## [SOURCE EXTRACT]
§
DOJ, Planned Parenthood Pressed in Abortion Medicaid Lawsuit (1)

Nov. 12, 2025, 11:15 PM UTCUpdated: Nov. 13, 2025, 2:56 AM UTC

A trio of Biden-appointed federal judges Wednesday posed tough questions over whether they should lift a lower court’s blockade on the Trump administration’s plans to withhold Medicaid reimbursements from Planned Parenthood affiliates for providing abortion care.

Argued before a three-judge panel of the US Court of Appeals for the First Circuit, the battle could affect abortion access. It revolves around whether a provision in the Republicans’ 2025 tax and spending law pausing Medicaid reimbursements to centers offering abortion care targets Planned Parenthood affiliates illegally.

Eric McArthur, a US Department of Justice attorney representing the Trump administration, told the judges that “the Supreme Court has repeatedly held” that “Congress may make a value judgment favoring childbirth over abortion and implement that value judgment by the allocation of public funds.”
§
## [DATA FOR ANALYSIS]
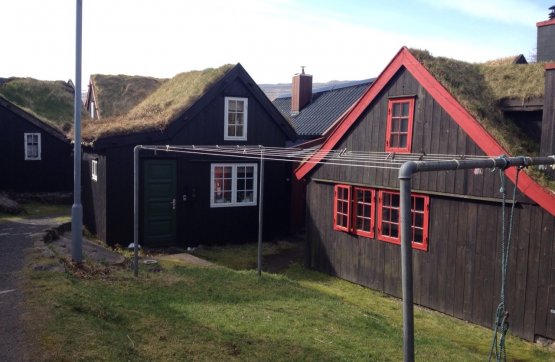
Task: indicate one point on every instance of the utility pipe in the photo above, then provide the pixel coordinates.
(77, 208)
(405, 174)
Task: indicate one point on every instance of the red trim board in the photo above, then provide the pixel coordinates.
(537, 193)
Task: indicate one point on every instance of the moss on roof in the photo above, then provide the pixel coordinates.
(515, 81)
(480, 88)
(118, 94)
(49, 101)
(158, 109)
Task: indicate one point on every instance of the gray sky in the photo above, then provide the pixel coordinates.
(335, 40)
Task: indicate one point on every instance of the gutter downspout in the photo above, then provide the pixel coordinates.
(405, 174)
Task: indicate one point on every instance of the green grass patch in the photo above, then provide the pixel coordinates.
(175, 312)
(50, 101)
(38, 210)
(243, 256)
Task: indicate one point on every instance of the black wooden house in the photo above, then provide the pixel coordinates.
(423, 105)
(188, 199)
(35, 154)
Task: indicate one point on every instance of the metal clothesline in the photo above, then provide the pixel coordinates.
(407, 164)
(383, 160)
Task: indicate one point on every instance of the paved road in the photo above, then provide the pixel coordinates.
(15, 237)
§
## [TASK GOAL]
Continue the news article about the Planned Parenthood Medicaid appeal, picking up after its final sentence.

## [THE ANSWER]
The arguments come the same day Planned Parenthood released a report stating that since the start of 2025, almost 50 health centers were forced to close due to the loss of Medicaid reimbursements and Title X funds.

Earlier this year, a federal judge in Massachusetts issued preliminary injunctions blocking the US Department of Health and Human Services from applying the provision to exclude Planned Parenthood centers from Medicaid reimbursements, noting the plaintiffs were likely to succeed on the claim that the law hurts members that don’t provide abortions.

The HHS in turn appealed, persuading the First Circuit to stay the preliminary injunctions.

Defining Affiliate

Much of Wednesday’s arguments focused on how the Trump administration defined the term “affiliates.”

“What is the government doing in terms of implementing the statute? Because a lot of what we need to figure out today is this meaning of the word ‘affiliates.’ and I think your position is, ‘Well, it depends on how we apply the statute,” Judge Lara E. Montecalvo asked McArthur.

McArthur said his understanding was that the HHS was “working on guidance around the affiliate provision,” but given that it hasn’t been issued, he wasn’t “in a position to tell you what it will say.”

He did note that the “HHS has no intention to define the term affiliate in such a way that it turns on expressive activity"—or actions that violate the First Amendment—"as opposed to corporate control.”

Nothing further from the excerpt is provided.